Reproduce word for word the stretch of the house-cleaning passage from "Cleaning for those" through "a Reason services.".

• DOCUMENT SECTION:
━━━━━━━━━━
Her staff touches upon everything in the home, with special attention to disinfecting surfaces and germy spots. Between pushing vacuums, scrubbing floors and bathrooms, cleaning woodwork and counter tops, housecleaning is exhausting and physically challenging. Often, cleaning products are also problematic. The cleaning agents used by The Cleaning Advantage do not leave a chemical scent that could make a scent-averse chemo patient feel even sicker. Patients can choose to remain home while the cleaners work, said Bickford, or sometimes they schedule doctor’s appointments at the same time so they can arrive home to a clean house.
Cleaning for those who can’t
As a Cleaning for a Reason partner, The Cleaning Advantage donates three hours of cleaning per month for a total of four months. Without the donated services, the cost to the client would total $420. Bickford said she tries to work within a 10 to 15 mile radius of Bolton and enjoys helping local women who request this service. Only a handful of other cleaning services in the area offer Cleaning for a Reason services.
━━━━━━━━━━
• DATA FOR REVIEW:
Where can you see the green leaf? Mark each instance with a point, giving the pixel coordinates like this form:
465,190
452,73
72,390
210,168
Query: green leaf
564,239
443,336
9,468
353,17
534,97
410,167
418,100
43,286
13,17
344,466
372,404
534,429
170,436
━━━━━━━━━━
• REPLY:
Cleaning for those who can’t
As a Cleaning for a Reason partner, The Cleaning Advantage donates three hours of cleaning per month for a total of four months. Without the donated services, the cost to the client would total $420. Bickford said she tries to work within a 10 to 15 mile radius of Bolton and enjoys helping local women who request this service. Only a handful of other cleaning services in the area offer Cleaning for a Reason services.